## SOURCE EXCERPT:
________________
CompanyMarch 8, 2022

Monitoring for Machine Learning: A New Kind of Software Service

Monitoring for Machine Learning: A New Kind of Software Service

“Data-driven” has become something of a buzzword in many industries today. However, not every company that claims to be data-driven is actually making decisions based on their data. And many of those who are, risk making those decisions on unreliable data. This is the root of the problem that Elena Samuylova is trying to solve with her company Evidently AI.

Evidently AI builds tools to analyze and monitor machine learning (ML) models. These tools are all open source and designed to be used by experts as well as casual users. For Samuylova, the casual users pose “a very interesting design problem” and one that has enormous potential in the market. In order to solve it, Evidently AI has joined the startup accelerator Y Combinator.

Samuylova is a strong proponent of open source. On the Open Source Data podcast, she noted that one of the things she likes the most about open source is the way the community helps solve big problems that affect all of us.
________________
## SUPPLIED INFORMATION:

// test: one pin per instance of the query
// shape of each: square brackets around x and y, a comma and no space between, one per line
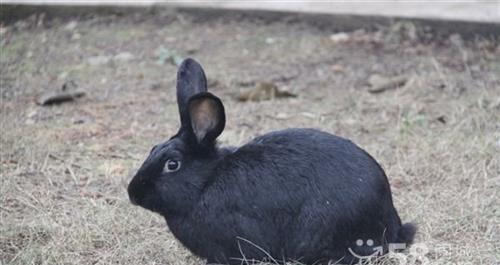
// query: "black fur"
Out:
[295,194]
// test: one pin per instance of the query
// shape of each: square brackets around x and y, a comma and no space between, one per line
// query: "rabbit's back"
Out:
[297,193]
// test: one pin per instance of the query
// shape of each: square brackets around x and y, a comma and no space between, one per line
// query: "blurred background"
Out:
[87,87]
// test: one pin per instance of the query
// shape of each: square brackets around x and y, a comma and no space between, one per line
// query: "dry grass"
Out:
[63,198]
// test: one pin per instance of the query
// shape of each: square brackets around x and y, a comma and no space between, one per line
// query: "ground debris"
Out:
[339,37]
[380,83]
[165,55]
[264,91]
[69,92]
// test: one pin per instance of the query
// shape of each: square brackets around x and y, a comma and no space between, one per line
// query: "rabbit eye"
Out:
[172,165]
________________
## EXERCISE AIM:
Reproduce the stretch of the machine learning monitoring article from "Evidently AI builds" through "affect all of us.", word for word.

## RESULT FOR THIS TASK:
Evidently AI builds tools to analyze and monitor machine learning (ML) models. These tools are all open source and designed to be used by experts as well as casual users. For Samuylova, the casual users pose “a very interesting design problem” and one that has enormous potential in the market. In order to solve it, Evidently AI has joined the startup accelerator Y Combinator.

Samuylova is a strong proponent of open source. On the Open Source Data podcast, she noted that one of the things she likes the most about open source is the way the community helps solve big problems that affect all of us.